■ What is being asked
What you return must be the full listing, word for word, with no images in it.

■ Provided data
>>
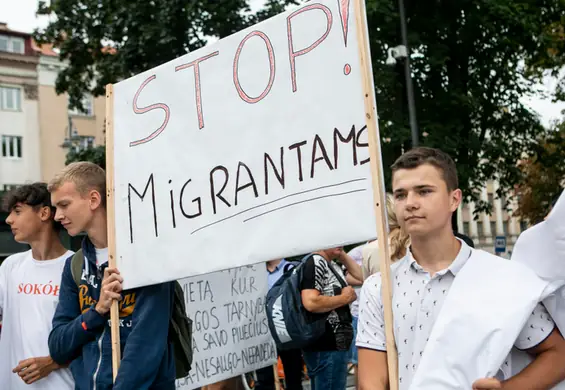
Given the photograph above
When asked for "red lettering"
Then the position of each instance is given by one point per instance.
(271, 53)
(293, 54)
(196, 65)
(143, 110)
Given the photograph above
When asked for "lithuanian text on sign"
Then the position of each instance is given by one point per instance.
(246, 150)
(231, 334)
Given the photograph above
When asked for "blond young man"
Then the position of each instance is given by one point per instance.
(81, 329)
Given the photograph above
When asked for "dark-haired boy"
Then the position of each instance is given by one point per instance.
(426, 193)
(29, 292)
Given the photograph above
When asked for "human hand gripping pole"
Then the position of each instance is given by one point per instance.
(33, 369)
(378, 187)
(111, 221)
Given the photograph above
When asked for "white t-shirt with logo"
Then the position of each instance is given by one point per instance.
(29, 293)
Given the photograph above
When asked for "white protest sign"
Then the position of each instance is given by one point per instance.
(231, 333)
(250, 149)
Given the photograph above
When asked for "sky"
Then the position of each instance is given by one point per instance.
(20, 16)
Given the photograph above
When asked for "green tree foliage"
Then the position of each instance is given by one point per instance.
(469, 76)
(105, 41)
(544, 176)
(472, 62)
<<
■ Answer to this exercise
Given the photograph above
When asked for "red lettering"
Then the position of each instance is given by one point per instance.
(271, 53)
(293, 54)
(196, 65)
(143, 110)
Given the photograph above
When asked for "lithuanian text on sign"
Then the position of each instance is given by one point per instance.
(246, 150)
(231, 334)
Given the photograph above
When asked for "blond young man"
Then the position of each instance is given by one point per instance.
(81, 329)
Given the photograph above
When asked for "dark-haired boy"
Then the position of each instance is given by one point per instance.
(426, 193)
(29, 292)
Given the photograph above
When asked for "human hand gripping pole"
Then the position of each instance is given by one point per instance.
(33, 369)
(378, 187)
(111, 221)
Given the photograph above
When asked for "white t-shirt with logo"
Then the position of each instance is given by one point per instance.
(29, 293)
Given the photograph above
When asked for "white protest sign"
Then the position of each instance is given by one point per instance.
(231, 333)
(250, 149)
Given the photograph above
When asked for "sky"
Then the position of each instance is given by one point per instance.
(20, 16)
Given the photograph above
When asked for "green tree foliage"
Then the position of each instance is given by one point per instance.
(469, 76)
(105, 41)
(544, 176)
(472, 62)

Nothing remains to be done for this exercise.